──────── Source document ────────

JLM photo

In the field of pretrial detention “it is not enough to change the law.”


José Lopes da Mota

Judge in the Supreme Court of Justice, Portugal

In this interview, the distinguished interviewee was urged to discuss the evolution of pretrial detention and other pressing themes of judicial theory and practice in recent decades in Portugal and the broader European context.

The honourable José Luís Lopes da Mota offers a comprehensive vision supported by his professional experience and the dedication of several decades to criminal justice.

The following text results from the fruitful conversation that JUSTICE TRENDS Magazine had the privilege and honour to conduct. This exclusive interview aims to elucidate readers about the most striking aspects and progress in criminal matters, focusing on Portugal and Europe.

 JT: Early in Judge Lopes da Mota’s long career in the Portuguese justice system, His Honour played a role in pioneering reforms, including a stint in the executive branch as Secretary of State for Justice between 1996 and 1999.

What were the main priorities for criminal justice at that time and what were the main contributions to improving the system?

JLM: The 13th Constitutional Government’s initiatives (1995-1999) in the area of criminal justice had essentially two objectives. First, to consolidate and improve the system that had been re-founded by the Constitution of 1976, including the new Penal Code of 1982, revised in 1995, and the new Penal Procedure Code of 1987, in accordance with the principles of the democratic rule of law based on respect for fundamental rights.

On the other hand, it sought to progress through measures in the prison system and reforms in the system of enforcement of sentences and sanctions. There was a special focus on juvenile justice, an area which had not seen much progress since the 1960s, and young adults, until then on the fringes of any reforms. A major reform was introduced, resulting in the Educational Tutelary Law and the Law for the Protection of Children and Young People.

Once the system had been restructured through the new Codes, it was essential to address the deficiencies and gaps that became apparent through experience. It was also necessary to adopt measures that would be in keeping with the new constitutional framework and with the international law instruments for the protection of human rights, to which Portugal had committed itself [European Convention on Human Rights (ECHR), International Covenant on Civil and Political Rights and Convention on the Rights of the Child], requiring significant intervention.

My responsibilities, as Secretary of State for Justice, were structured around monitoring, directing, coordinating and preparing legislative projects that brought about and created the necessary conditions for the reforms to be effective. It was a gratifying and very demanding job.

The reforms undertaken marked an ambitious time of construction and innovation, which laid the foundations for subsequent developments that redefined significant legal and institutional frameworks.

As regards criminal law, I would highlight the 1998 revision of the 1987 Code of Criminal Procedure (CPP) (Law 59/98), the approval of complementary or related legislation and the revision of the Organic Law of the Public Prosecutor’s Office, in which the creation of the Central Department for Criminal Investigation and Prosecution stands out.

────────

■ **Problem set**
1 - According to the interview with José Lopes da Mota, in which years did he serve as Secretary of State for Justice?
2 - Summarize the interview with José Lopes da Mota in two sentences.
3 - Proceed with the interview with José Lopes da Mota, starting right after its last sentence.

──────── Record excerpts ────────

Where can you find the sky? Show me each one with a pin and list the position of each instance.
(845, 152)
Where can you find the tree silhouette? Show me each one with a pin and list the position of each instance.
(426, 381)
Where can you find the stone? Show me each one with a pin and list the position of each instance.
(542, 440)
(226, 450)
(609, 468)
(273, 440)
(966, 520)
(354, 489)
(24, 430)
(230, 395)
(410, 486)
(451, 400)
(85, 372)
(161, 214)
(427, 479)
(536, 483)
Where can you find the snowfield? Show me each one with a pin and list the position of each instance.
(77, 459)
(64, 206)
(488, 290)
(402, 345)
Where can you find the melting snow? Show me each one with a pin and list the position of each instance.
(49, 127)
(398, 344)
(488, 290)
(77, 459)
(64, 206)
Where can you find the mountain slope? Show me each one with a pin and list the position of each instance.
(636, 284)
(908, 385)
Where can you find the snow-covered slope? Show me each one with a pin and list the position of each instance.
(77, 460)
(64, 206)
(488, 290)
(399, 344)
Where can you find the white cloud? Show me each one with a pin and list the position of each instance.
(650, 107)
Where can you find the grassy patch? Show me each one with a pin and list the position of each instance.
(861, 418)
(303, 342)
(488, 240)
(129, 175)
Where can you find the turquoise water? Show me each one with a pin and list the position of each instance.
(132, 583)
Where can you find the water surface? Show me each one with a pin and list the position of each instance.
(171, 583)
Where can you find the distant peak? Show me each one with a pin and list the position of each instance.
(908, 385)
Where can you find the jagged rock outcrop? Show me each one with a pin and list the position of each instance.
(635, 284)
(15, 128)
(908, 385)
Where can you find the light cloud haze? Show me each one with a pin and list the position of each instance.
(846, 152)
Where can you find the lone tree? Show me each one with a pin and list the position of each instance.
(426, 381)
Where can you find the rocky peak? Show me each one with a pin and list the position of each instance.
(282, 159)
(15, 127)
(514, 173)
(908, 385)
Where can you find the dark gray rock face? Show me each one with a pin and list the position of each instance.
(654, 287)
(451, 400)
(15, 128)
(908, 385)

────────

■ **Answers per task**
1 - From 1996 to 1999.

2 - José Lopes da Mota, a judge in Portugal's Supreme Court of Justice, explains that as Secretary of State for Justice from 1996 to 1999 he worked for a government that aimed to consolidate the criminal justice system re-founded by the 1976 Constitution and to reform prisons, sentence enforcement and juvenile justice. Among the criminal law reforms of that period, he highlights the 1998 revision of the Code of Criminal Procedure and the revision of the Organic Law of the Public Prosecutor's Office, which created the Central Department for Criminal Investigation and Prosecution.

3 -
The criminal registry was completely reformed and computerised (Law 57/98), helping to speed up the progress of cases. At the same time, complementary laws were approved, namely: the law on electronic monitoring (Law 122/99), which allowed for more frequent and effective use of house arrest, rather than pretrial detention; the law on witness protection (Law 93/99), which took into account the development of violent and organised crime and crime within the family and closed social groups; and the new law on international judicial cooperation in criminal matters (Law 144/99), justified by the expansion of crossborder crime and Portugal’s integration into the Schengen area.

In the field of substantive criminal law, I would like to highlight the revision of the punishment regime for the offence of issuing bad cheques (DL 316/97). This type of crime represented around 30% of the pending cases and very rarely led to convictions.

I would also like to highlight the consideration given to community service as a sanction. This alternative sentence has considerable scope for resocialisation but was rarely applied, so the practical conditions and appropriate procedures were regulated (DL 375/97). The signing of dozens of protocols with municipalities and other entities allowed this sanction to be favoured as a punishment for petty crime.

The introduction of house arrest with electronic monitoring, in 1998, was also important. In this way, it was possible to ensure the aims of preventive measures, which were previously achieved through pretrial detention, could be fulfilled without resorting to incarceration.

 JT: The problem of the excessive use of pretrial detention has worried European bodies such as the Council of Europe and the European Commission. Data from the latest SPACE I Report indicates that 22 out of every 100 prisoners in Europe are in pretrial detention. There are also studies that point to an increase in the numbers of this type of prisoner over recent years. If we look at the development of this method of restraint in Portugal, we find that there has been a significant reduction in pretrial detention in relation to the total prison population over the last two decades.

How would Your Honour describe the development (the application of the measure) of pretrial detention in Portugal in recent years?

JLM: Statistical data shows a sharp decrease in the number of people in pretrial detention over the last two decades, from 30% to 20% of the prison population. Eurostat data from 2020 shows that this figure coincides with the average for European Union countries and is considerably lower than in countries such as Luxembourg, with 43.3%, Denmark, with 37.4%, France or the Netherlands, with 28.5%.

The data from the SPACE I reports for 2020 and 2021 show that the rate of pretrial detainees in the Portuguese prison population as a whole is lower than the average recorded in the member states of the Council of Europe.

Although they must be interpreted in the light of the national situation and the types of crime in question, these data reflect current legislation and the level of compliance with it. We know that it is not enough to change the law. It takes time to implement it in practice and jurisprudence.

The first few years after the new CPP came into force in our country, it still reflected an idea shaped by the old notion of “non bailable crimes”. This led to the deprivation of liberty ope legis, without the need to specifically verify the assumptions of necessity, adequacy and proportionality in relation to the danger of escape, continuing criminal activity, disruption of the investigation and evidence or threat to security and public order.

In its original wording, Article 209 of the CPP still required the judge to justify not imposing pretrial detention for certain serious crimes.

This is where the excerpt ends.